__REQUIRED WORK__:
• a. According to the Goethean Science text, who fostered an approach for a holistic scientific method?
• b. Decide whether each statement agrees with the Goethean Science text, answering yes or no and quoting the deciding words: (i) Goethe's approach arose in the early modern era. (ii) The Club of Rome describes meta-problems as open to sequential resolution. (iii) The article promises to discuss who Goethe was.
• c. Pick up the Goethean Science text after its last sentence and keep writing.

__SELECTED TEXT__:
## Begin

Goethean Science | A Method for Integral Knowledge

In our complex and interconnected world, the need for integral knowledge has grown paramount - integral knowledge being a knowledge system which is coherent and correspondent with the emergent reality of the present. The Club of Rome's assertion that meta-problems "are system-wide, interdependent, interactive and intersensitive; that they transcend national frontiers, or even regional boundaries; and that they are seemingly immune to linear or sequential resolution" (The Predicament of Mankind, 16), encapsulates the type of emergent reality which integral knowledge is capable of remedying.

In the early modern era, as the foundations of modern mainstream science were being developed, an exceptional polymath by the name of Johann Wolfgang von Goethe fostered an approach for a holistic scientific method which provides a very helpful explication of the limitations of the reductive and partial methods which have grown mainstream.

In the following article, we discuss who Goethe was, the general contours of the Goethean Science, and a summary about how it contributes to the development of integral knowledge.

## End

__SUPPLIED INFORMATION__:
## Begin

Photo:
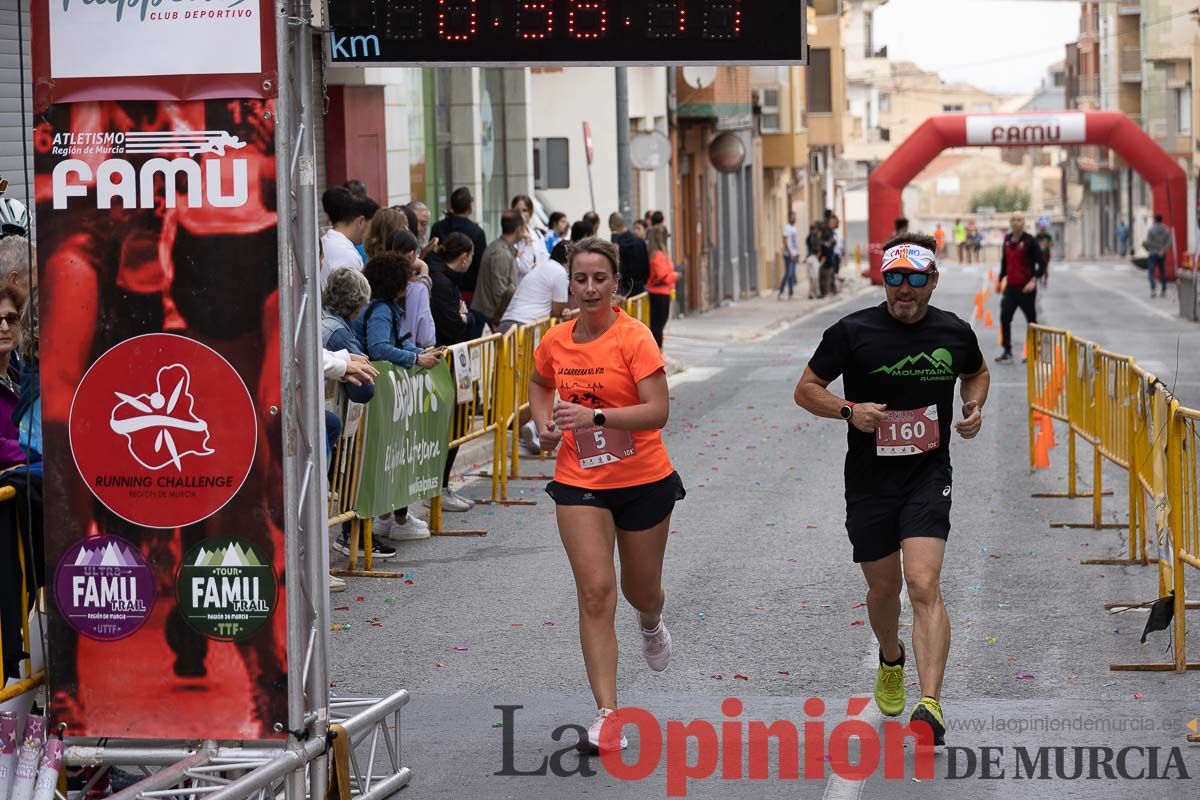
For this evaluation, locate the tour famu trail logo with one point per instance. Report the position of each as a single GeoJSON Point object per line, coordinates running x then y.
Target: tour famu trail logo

## End

__ANSWERS TO THE EXERCISE__:
• a. Johann Wolfgang von Goethe.

• b.
(i) Yes: "In the early modern era, as the foundations of modern mainstream science were being developed"
(ii) No: "seemingly immune to linear or sequential resolution"
(iii) Yes: "we discuss who Goethe was"

• c.
Goethe's Life and Contributions

Johann Wolfgang von Goethe (1749-1832) was a German writer, poet, philosopher, scientist, and statesman. His contributions spanned various disciplines, making him what is called a universal person (Uomo Universal). But not only was he a so-called ‘jack of all trades’, Goethe was such a talented poet that his literary works put him on par with the likes of Shakespeare, Dante, and Cervantes, but for the German speaking world.

While his primary renown was gained via literature and philosophy, he dedicated much of his life to science, particularly botany, color theory, anatomy, geology and meteorology. Notably, he discovered of the human intermaxillary bone, and interestingly, his was the owner of the largest mineral collection in Europe of the time. His approach to science was so unique that today it’s known as Goethean Science (also “delicate empiricism”).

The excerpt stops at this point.